Please print all of the records that follow with nothing altered.

━━ Source data ━━

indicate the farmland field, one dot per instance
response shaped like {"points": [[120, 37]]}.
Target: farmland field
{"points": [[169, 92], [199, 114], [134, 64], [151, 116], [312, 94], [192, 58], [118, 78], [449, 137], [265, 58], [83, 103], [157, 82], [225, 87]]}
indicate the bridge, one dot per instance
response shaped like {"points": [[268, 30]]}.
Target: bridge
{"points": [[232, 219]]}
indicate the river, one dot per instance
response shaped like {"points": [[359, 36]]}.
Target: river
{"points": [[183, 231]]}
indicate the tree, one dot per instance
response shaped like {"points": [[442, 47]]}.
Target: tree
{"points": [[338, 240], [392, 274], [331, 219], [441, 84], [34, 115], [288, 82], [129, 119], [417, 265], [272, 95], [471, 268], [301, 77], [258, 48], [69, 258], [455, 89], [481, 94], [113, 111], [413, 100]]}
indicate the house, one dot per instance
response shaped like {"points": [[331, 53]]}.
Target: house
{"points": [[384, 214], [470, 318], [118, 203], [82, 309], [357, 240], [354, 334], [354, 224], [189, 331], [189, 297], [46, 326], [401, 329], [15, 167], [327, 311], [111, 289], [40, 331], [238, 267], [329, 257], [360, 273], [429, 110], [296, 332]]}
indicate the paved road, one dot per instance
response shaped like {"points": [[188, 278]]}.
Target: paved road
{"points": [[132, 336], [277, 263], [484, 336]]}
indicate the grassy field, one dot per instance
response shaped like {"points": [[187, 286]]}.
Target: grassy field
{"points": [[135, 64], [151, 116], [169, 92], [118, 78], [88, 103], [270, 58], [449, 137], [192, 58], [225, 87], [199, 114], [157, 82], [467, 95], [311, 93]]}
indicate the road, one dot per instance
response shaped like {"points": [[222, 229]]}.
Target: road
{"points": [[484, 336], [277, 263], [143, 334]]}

━━━

◆ **Your response**:
indicate the farmland field, one dot per instance
response shaped like {"points": [[120, 37]]}.
Target: farmland field
{"points": [[169, 92], [199, 114], [134, 64], [151, 116], [312, 94], [192, 58], [118, 78], [449, 137], [265, 58], [83, 103], [157, 82], [225, 87]]}
indicate the bridge, one dot per instance
response shaped like {"points": [[268, 30]]}.
Target: bridge
{"points": [[232, 219]]}
indicate the river, one dot per instance
response shaped like {"points": [[359, 36]]}.
Target: river
{"points": [[183, 231]]}
indicate the tree, one dot per instance
response shaped like {"points": [[442, 47]]}.
Target: tree
{"points": [[338, 240], [392, 274], [331, 219], [441, 84], [34, 115], [288, 82], [129, 119], [417, 265], [272, 95], [471, 268], [301, 77], [258, 48], [69, 258], [455, 89], [481, 94], [113, 111], [413, 100]]}
indicate the house, one dot per instance
response shaped like {"points": [[331, 53]]}.
Target: house
{"points": [[384, 214], [470, 318], [118, 203], [82, 309], [357, 240], [354, 334], [354, 224], [189, 331], [189, 297], [46, 326], [401, 329], [15, 167], [327, 311], [111, 289], [40, 331], [238, 267], [329, 257], [360, 273], [429, 110], [296, 332]]}
indicate the paved road, one dot per instance
response shaped like {"points": [[188, 278]]}.
Target: paved road
{"points": [[132, 336], [277, 263], [484, 336]]}
indicate the grassy field, one dot per instance
response shaped like {"points": [[187, 286]]}.
Target: grassy field
{"points": [[135, 64], [151, 116], [169, 92], [118, 78], [88, 103], [270, 58], [449, 137], [192, 58], [225, 87], [199, 114], [157, 82], [467, 95], [311, 93]]}
indicate the road, one dot per instance
response shaped like {"points": [[222, 229]]}.
Target: road
{"points": [[484, 336], [277, 263], [143, 334]]}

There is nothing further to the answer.